Problem requirements.
Which lines of the listing below contain the word "grass"? Report each of them in full.

Listing.
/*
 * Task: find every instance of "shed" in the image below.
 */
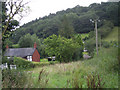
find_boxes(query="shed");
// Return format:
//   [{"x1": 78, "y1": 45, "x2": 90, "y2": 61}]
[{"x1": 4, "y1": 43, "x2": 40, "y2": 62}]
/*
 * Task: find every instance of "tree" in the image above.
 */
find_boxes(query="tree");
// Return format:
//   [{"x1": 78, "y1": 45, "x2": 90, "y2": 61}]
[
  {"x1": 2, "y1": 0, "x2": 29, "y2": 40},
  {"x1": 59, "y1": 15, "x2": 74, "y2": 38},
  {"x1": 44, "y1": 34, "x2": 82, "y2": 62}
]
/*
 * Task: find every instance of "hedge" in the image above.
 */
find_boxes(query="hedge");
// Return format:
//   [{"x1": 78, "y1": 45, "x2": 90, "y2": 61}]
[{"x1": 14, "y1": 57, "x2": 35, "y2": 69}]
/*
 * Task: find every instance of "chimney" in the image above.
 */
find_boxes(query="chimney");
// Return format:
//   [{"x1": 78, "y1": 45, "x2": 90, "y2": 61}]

* * *

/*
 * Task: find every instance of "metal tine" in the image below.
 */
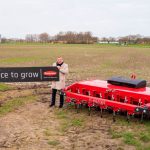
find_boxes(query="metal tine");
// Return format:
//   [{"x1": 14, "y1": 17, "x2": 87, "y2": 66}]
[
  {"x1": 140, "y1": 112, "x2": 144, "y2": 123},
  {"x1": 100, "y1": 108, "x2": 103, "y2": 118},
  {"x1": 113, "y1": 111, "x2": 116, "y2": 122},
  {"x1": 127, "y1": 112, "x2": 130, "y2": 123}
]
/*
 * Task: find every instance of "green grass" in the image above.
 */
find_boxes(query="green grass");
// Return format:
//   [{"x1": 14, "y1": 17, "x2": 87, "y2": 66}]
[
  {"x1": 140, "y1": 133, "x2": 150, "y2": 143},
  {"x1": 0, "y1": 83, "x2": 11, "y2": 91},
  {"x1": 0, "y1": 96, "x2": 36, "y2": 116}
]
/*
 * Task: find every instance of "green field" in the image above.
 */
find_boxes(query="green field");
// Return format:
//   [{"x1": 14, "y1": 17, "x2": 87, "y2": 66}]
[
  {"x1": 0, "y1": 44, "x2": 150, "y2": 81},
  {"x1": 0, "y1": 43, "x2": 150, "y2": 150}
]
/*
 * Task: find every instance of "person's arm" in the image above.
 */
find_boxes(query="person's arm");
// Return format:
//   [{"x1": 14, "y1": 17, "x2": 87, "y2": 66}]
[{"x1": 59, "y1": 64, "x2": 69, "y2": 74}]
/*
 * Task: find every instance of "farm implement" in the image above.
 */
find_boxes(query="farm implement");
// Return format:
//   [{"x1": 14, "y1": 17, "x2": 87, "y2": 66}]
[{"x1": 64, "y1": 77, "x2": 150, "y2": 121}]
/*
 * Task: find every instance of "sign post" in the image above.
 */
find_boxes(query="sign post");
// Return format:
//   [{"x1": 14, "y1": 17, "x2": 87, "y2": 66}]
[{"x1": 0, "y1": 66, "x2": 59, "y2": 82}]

Solution to this task.
 * Task: find every instance of "green grass" in the image above.
find_boxes(query="green grass");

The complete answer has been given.